• Given text
Study period From January 2010 to April 2012.


The independent variables collected included epidemiologic (age, sex, place of residence, vaccinations, risk factors for atypical pneumonia), clinical (past history and history of the current episode in the ED), radiological, analytical and variables related to treatment. Suspecting CAP atypical bacteria, blood serology was conducted, including Legionella pneumophila urinary antigen detection (Binax Now L. Pneumophila Urinary Antigen Test; Trinity Biotech, Bray, Ireland). With these data the patients were classifed according to the Fine criteria. To evaluate the target variables of the study, only patients classified as Fine I or II were taken into account, given that these stages are of greatest concern when undertreating patients using the optional protocol. Two target variables were considered (dependent). The first was the percentage of inadequate admissions involving patients with CAP Fine I or II who were admitted to hospital, despite the absence of comorbidities, pleural effusion, respiratory insufficiency or added social problems. The second variable was the percentage of patients with CAP discharged directly from the ED with inadequate antibiotic treatment, according to the criteria of the guidelines of the Spanish Society of Medical Emergencies and Emergency Medicine (SEMES) prevailing at the time of the study. These guidelines recommend combinations of beta-lactamics and a macrolide or monotherapy with a fluoroquinolone. (9)

Statistical analysis

The data were collected with an electronic notebook for data collection which had been specially designed for the study. The database included ranges and rules for internal coherence to guarantee quality of the data. The categorical variables are expressed as absolute and relative frequencies while continuous variables are expressed as mean, standard deviation, median, and minimum and maximum values. To compare the pre- and post-intervention groups, parametric tests (Student’s t) or nonparametric tests (Mann-Whitney U) were used for the quantitative variables according to the characteristics of distribution of the study variables. For the qualitative variables, the Chi-square test was used or the Fisher’s exact test if the values were less than 5. Statistical analyses were performed using the statistical package SAS version 9.1.3.


A total of 738 patients with CAP were included in the study, 378 in the pre-intervention phase and 360 in the post-intervention phase (2 and 20 patients, respectively were excluded from each period because of a lack of fundamental data in the data collection notebook). Table 1 shows the distribution of the patients in each group. The pre-intervention group was significantly older, had a greater percentage of patients with active neoplasm, ischemic heart disease or classified as Fine V, and the patients with the risk of having atypical pneumonia was lower compared with the post-intervention group.

• About this exercise
List every statistical test that the pneumonia study excerpt names for comparing the pre- and post-intervention groups. The records are not needed for this.

• Recorded data
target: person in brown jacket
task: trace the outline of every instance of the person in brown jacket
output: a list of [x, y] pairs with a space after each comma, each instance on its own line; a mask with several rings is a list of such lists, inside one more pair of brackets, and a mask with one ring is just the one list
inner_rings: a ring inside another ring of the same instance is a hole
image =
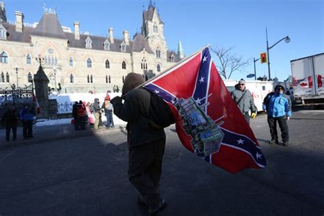
[[141, 75], [129, 73], [124, 82], [122, 97], [115, 97], [111, 103], [115, 115], [127, 122], [129, 179], [140, 193], [137, 202], [149, 208], [150, 215], [154, 215], [167, 206], [157, 191], [162, 173], [165, 133], [163, 129], [150, 126], [145, 117], [148, 115], [150, 94], [142, 88], [135, 88], [144, 81]]

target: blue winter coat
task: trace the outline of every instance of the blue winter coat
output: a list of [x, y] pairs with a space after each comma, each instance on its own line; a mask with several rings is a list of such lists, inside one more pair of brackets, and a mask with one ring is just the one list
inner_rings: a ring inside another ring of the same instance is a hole
[[273, 118], [286, 116], [291, 116], [291, 100], [284, 94], [271, 92], [263, 100], [263, 110], [267, 111], [268, 116]]

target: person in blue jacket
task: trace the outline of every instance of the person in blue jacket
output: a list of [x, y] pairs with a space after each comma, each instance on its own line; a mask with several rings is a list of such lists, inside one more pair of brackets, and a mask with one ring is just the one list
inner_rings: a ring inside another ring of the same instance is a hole
[[19, 116], [23, 121], [23, 134], [25, 139], [32, 138], [33, 137], [33, 120], [35, 116], [35, 110], [30, 107], [29, 105], [25, 105]]
[[268, 115], [268, 124], [270, 128], [271, 140], [269, 144], [279, 144], [277, 132], [277, 122], [280, 128], [283, 145], [288, 146], [289, 131], [287, 121], [291, 116], [291, 100], [284, 94], [284, 87], [277, 85], [275, 92], [269, 93], [263, 100], [262, 109]]

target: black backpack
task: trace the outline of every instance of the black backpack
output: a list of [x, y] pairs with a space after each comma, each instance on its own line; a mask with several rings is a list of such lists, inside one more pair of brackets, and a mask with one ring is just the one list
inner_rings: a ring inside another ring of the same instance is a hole
[[156, 129], [161, 129], [174, 124], [172, 111], [167, 103], [157, 94], [147, 91], [150, 92], [151, 96], [147, 117], [149, 119], [150, 126]]

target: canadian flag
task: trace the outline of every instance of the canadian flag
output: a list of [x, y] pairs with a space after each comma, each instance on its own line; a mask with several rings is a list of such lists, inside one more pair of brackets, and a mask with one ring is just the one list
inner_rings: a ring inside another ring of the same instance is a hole
[[37, 98], [35, 96], [35, 94], [33, 94], [33, 102], [35, 104], [35, 109], [36, 111], [36, 113], [37, 114], [40, 113], [40, 104], [38, 103], [38, 100], [37, 100]]

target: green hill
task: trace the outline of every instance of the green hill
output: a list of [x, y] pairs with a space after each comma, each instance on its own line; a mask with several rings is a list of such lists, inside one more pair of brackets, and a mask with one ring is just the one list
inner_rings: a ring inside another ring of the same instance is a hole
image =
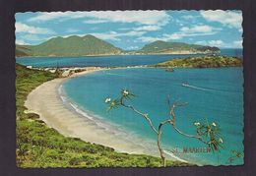
[[239, 58], [219, 55], [177, 58], [155, 65], [155, 67], [162, 68], [218, 68], [241, 66], [242, 60]]
[[93, 35], [54, 37], [38, 45], [17, 45], [16, 56], [114, 55], [122, 50]]
[[182, 53], [215, 53], [220, 52], [218, 47], [203, 46], [197, 44], [187, 44], [183, 42], [165, 42], [158, 40], [146, 44], [140, 53], [147, 54], [182, 54]]

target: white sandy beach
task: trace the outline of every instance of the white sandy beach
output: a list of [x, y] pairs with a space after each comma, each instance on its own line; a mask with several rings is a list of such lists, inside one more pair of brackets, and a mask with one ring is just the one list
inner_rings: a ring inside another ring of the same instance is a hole
[[[125, 134], [123, 131], [121, 135], [117, 129], [111, 129], [109, 124], [99, 126], [98, 121], [91, 117], [81, 115], [71, 106], [67, 108], [59, 94], [59, 88], [67, 79], [82, 76], [92, 72], [102, 70], [96, 68], [81, 73], [76, 73], [69, 78], [54, 79], [46, 82], [35, 89], [33, 89], [27, 97], [25, 106], [28, 112], [33, 112], [40, 116], [47, 126], [56, 129], [60, 134], [66, 137], [80, 138], [85, 142], [103, 145], [114, 148], [116, 151], [127, 153], [144, 153], [159, 156], [157, 148], [157, 142], [150, 143], [140, 138], [130, 138], [130, 134]], [[102, 123], [102, 121], [100, 122]], [[104, 123], [104, 122], [103, 122]], [[147, 145], [144, 145], [148, 143]], [[173, 154], [169, 153], [168, 158], [174, 160], [184, 161]]]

• Expected output
- Student's t
- Mann-Whitney U
- Chi-square test
- Fisher's exact test